- _TASK OBJECTIVE_
Repeat everything in the material exactly.

- _GIVEN ENTRIES_
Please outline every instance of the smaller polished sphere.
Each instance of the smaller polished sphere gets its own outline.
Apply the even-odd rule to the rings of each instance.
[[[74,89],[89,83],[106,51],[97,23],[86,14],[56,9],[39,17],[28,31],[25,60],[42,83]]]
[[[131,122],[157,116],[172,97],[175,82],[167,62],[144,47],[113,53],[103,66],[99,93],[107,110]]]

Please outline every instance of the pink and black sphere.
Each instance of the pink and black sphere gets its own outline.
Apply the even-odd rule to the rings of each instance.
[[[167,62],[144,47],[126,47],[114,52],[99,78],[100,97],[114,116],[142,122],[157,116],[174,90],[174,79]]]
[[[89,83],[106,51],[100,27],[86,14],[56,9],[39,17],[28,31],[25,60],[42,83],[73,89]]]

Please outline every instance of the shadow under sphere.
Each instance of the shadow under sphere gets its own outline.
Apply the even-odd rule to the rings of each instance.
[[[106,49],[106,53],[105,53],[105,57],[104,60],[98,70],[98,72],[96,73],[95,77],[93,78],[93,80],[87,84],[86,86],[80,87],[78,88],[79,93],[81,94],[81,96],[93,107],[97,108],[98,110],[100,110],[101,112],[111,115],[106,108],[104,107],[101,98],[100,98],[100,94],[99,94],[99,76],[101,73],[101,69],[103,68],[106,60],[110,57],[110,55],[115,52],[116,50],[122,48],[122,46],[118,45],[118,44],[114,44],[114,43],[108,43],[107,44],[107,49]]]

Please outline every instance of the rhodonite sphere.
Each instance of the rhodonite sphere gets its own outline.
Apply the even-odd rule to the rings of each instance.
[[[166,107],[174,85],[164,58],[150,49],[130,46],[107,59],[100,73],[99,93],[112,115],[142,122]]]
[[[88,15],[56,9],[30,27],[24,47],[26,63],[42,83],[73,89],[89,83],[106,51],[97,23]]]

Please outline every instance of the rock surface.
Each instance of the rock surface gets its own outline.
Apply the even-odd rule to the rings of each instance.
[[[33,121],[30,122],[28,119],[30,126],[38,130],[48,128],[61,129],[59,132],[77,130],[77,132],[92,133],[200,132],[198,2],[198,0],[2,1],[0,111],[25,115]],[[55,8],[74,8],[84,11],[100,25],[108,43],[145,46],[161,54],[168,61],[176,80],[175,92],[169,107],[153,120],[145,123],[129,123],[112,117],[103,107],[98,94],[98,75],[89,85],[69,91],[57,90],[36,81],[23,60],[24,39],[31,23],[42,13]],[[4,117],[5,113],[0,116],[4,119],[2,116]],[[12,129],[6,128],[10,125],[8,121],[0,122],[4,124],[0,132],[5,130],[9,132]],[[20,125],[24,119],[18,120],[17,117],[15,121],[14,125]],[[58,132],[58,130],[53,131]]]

- _FULL OUTPUT_
Please outline every instance of the smaller polished sphere.
Each instance of the smaller polished sphere gets its own outline.
Apply the even-odd rule to the rings of each instance.
[[[74,89],[89,83],[106,51],[97,23],[86,14],[56,9],[39,17],[28,31],[25,60],[42,83]]]
[[[131,122],[157,116],[172,97],[175,82],[167,62],[144,47],[113,53],[103,66],[99,93],[107,110]]]

Please outline every instance of the pink and black sphere.
Each instance of the pink and black sphere gets its own outline.
Apply the even-odd rule to the rings of each instance.
[[[167,62],[144,47],[126,47],[114,52],[99,78],[100,97],[114,116],[142,122],[157,116],[174,90],[174,79]]]
[[[89,83],[106,51],[100,27],[86,14],[56,9],[39,17],[28,31],[25,60],[42,83],[73,89]]]

Please outline every instance of the shadow under sphere.
Each instance of the shadow under sphere gets its own outline.
Apply the even-odd rule to the rings of each instance.
[[[106,49],[106,53],[105,53],[105,57],[104,60],[98,70],[98,72],[96,73],[95,77],[93,78],[93,80],[87,84],[86,86],[80,87],[78,88],[79,93],[81,94],[81,96],[93,107],[97,108],[98,110],[100,110],[101,112],[111,115],[106,108],[104,107],[101,98],[100,98],[100,94],[99,94],[99,76],[101,73],[101,69],[103,68],[106,60],[110,57],[110,55],[115,52],[116,50],[122,48],[122,46],[118,45],[118,44],[114,44],[114,43],[108,43],[107,44],[107,49]]]

Please outline every instance of the rhodonite sphere.
Each instance of the rhodonite sphere gets its own outline.
Apply the even-odd rule to the rings of each instance.
[[[166,107],[174,85],[164,58],[150,49],[130,46],[107,59],[100,73],[99,93],[112,115],[142,122]]]
[[[88,15],[56,9],[30,27],[24,47],[26,63],[42,83],[73,89],[89,83],[106,51],[97,23]]]

Please outline every instance of the rock surface.
Each instance of the rock surface gets its own outline.
Apply the even-odd rule to the rings of each instance.
[[[33,121],[30,122],[28,119],[30,126],[38,130],[48,128],[61,129],[59,132],[77,130],[77,132],[92,133],[200,132],[198,2],[198,0],[2,1],[0,111],[25,115]],[[55,8],[74,8],[84,11],[100,25],[108,43],[145,46],[161,54],[168,61],[176,80],[175,92],[169,107],[153,120],[145,123],[129,123],[112,117],[103,107],[98,94],[98,75],[89,85],[69,91],[57,90],[36,81],[23,60],[24,39],[31,23],[42,13]],[[4,117],[5,113],[0,116],[4,119],[2,116]],[[12,129],[6,128],[10,125],[8,121],[0,122],[4,124],[0,132],[5,130],[9,132]],[[20,125],[24,119],[18,120],[17,117],[15,121],[14,125]],[[58,132],[58,130],[53,131]]]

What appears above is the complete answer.